Segmentation labeling records:
╔══

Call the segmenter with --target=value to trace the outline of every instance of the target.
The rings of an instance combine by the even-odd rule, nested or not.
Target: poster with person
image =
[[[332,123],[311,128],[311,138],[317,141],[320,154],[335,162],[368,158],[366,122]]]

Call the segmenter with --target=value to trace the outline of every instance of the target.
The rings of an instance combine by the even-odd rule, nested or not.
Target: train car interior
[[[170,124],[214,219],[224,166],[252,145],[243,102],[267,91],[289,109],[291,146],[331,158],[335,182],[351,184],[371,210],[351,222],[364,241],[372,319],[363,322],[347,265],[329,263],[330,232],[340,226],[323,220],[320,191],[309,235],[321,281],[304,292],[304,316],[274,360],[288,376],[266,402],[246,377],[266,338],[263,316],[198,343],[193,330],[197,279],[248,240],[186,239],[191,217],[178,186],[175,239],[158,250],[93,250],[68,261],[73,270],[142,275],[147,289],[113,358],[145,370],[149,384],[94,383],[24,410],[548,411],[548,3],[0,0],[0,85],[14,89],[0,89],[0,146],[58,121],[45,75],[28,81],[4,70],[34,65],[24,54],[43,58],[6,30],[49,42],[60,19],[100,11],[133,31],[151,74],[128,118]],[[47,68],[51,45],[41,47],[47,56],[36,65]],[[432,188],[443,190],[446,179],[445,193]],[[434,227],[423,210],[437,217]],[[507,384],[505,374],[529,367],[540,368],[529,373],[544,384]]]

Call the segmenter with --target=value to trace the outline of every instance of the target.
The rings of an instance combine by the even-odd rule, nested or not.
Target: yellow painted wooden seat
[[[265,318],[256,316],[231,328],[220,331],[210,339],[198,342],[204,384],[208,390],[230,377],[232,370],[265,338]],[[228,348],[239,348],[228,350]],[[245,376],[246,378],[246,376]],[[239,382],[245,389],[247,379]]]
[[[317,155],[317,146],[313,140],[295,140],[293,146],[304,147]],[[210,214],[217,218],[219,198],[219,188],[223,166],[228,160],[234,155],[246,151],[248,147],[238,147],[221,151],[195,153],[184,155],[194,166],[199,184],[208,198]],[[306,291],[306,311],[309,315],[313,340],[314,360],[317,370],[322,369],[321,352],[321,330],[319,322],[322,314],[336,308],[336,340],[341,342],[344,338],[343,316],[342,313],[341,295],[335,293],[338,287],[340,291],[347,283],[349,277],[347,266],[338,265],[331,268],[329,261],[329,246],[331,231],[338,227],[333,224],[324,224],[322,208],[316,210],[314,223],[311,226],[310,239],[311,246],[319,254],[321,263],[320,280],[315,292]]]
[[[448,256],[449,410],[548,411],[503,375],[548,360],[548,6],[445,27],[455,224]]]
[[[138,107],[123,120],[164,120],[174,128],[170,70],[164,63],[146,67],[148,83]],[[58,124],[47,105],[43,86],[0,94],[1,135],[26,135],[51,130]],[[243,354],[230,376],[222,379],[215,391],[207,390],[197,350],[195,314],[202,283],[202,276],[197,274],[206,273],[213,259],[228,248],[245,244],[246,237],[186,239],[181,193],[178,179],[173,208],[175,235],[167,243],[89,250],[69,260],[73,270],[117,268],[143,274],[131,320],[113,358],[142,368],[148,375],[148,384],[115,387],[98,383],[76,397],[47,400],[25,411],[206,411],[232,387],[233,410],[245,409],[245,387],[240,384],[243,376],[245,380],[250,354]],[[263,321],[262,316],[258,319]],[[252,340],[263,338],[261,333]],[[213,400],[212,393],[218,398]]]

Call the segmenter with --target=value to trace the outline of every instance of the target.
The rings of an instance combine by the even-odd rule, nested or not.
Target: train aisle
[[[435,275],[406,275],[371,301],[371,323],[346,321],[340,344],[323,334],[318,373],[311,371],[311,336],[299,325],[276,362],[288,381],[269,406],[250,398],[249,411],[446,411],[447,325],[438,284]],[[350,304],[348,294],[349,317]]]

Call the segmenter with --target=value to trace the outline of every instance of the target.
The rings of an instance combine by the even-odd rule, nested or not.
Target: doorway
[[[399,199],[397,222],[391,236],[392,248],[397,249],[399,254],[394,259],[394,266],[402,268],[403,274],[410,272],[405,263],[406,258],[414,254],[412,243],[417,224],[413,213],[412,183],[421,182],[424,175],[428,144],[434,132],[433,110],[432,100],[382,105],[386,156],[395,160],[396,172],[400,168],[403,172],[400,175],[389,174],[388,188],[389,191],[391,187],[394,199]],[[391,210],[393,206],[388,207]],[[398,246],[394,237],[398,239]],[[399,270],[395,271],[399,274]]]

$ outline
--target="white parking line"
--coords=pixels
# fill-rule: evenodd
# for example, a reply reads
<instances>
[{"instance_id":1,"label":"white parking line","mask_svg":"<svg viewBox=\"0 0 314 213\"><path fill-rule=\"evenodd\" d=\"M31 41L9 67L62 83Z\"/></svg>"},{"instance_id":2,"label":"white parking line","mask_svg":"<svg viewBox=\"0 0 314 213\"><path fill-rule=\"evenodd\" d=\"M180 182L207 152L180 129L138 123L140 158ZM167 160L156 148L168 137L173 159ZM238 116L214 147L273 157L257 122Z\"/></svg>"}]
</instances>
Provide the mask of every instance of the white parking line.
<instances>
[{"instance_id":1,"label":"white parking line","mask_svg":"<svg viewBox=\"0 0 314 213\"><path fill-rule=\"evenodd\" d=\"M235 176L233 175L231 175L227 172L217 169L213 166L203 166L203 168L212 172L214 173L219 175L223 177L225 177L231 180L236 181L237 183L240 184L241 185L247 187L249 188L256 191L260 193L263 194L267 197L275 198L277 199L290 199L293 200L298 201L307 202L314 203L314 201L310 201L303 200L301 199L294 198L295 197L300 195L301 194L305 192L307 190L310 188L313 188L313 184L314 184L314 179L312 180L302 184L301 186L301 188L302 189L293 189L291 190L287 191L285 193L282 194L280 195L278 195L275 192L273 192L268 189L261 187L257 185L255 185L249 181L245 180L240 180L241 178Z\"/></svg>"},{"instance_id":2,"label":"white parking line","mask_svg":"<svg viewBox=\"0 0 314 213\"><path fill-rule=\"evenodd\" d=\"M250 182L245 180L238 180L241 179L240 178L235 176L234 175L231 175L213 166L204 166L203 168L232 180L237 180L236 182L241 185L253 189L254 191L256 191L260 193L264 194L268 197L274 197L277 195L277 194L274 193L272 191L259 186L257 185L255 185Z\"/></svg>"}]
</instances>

╚══

(INSTRUCTIONS FOR THE TASK):
Locate each line of the records above that contains the string "evenodd", and copy every such line in full.

(WRITTEN ANSWER):
# fill-rule: evenodd
[{"instance_id":1,"label":"white parking line","mask_svg":"<svg viewBox=\"0 0 314 213\"><path fill-rule=\"evenodd\" d=\"M31 41L9 67L62 83Z\"/></svg>"},{"instance_id":2,"label":"white parking line","mask_svg":"<svg viewBox=\"0 0 314 213\"><path fill-rule=\"evenodd\" d=\"M180 182L207 152L180 129L138 123L140 158ZM167 160L156 148L168 137L173 159ZM238 116L214 147L273 157L257 122Z\"/></svg>"}]
[{"instance_id":1,"label":"white parking line","mask_svg":"<svg viewBox=\"0 0 314 213\"><path fill-rule=\"evenodd\" d=\"M235 176L233 175L231 175L227 172L217 169L213 166L203 166L203 168L212 172L214 173L219 175L223 177L225 177L231 180L236 181L237 183L240 184L241 185L247 187L249 188L256 191L260 193L263 194L267 197L275 198L277 199L290 199L293 200L298 201L307 202L314 203L314 201L310 201L303 200L301 199L294 198L295 197L300 195L301 194L305 192L307 190L310 188L313 188L313 184L314 184L314 179L312 180L302 184L301 186L301 188L302 189L293 189L291 190L287 191L285 193L282 194L280 195L278 195L275 192L273 192L268 189L261 187L257 185L255 185L249 181L245 180L240 180L241 178Z\"/></svg>"},{"instance_id":2,"label":"white parking line","mask_svg":"<svg viewBox=\"0 0 314 213\"><path fill-rule=\"evenodd\" d=\"M250 182L245 180L238 180L241 179L240 178L235 176L234 175L231 175L213 166L204 166L203 168L232 180L237 180L236 182L241 185L253 189L254 191L256 191L260 193L264 194L268 197L274 197L277 195L277 194L274 193L272 191L259 186L257 185L255 185Z\"/></svg>"}]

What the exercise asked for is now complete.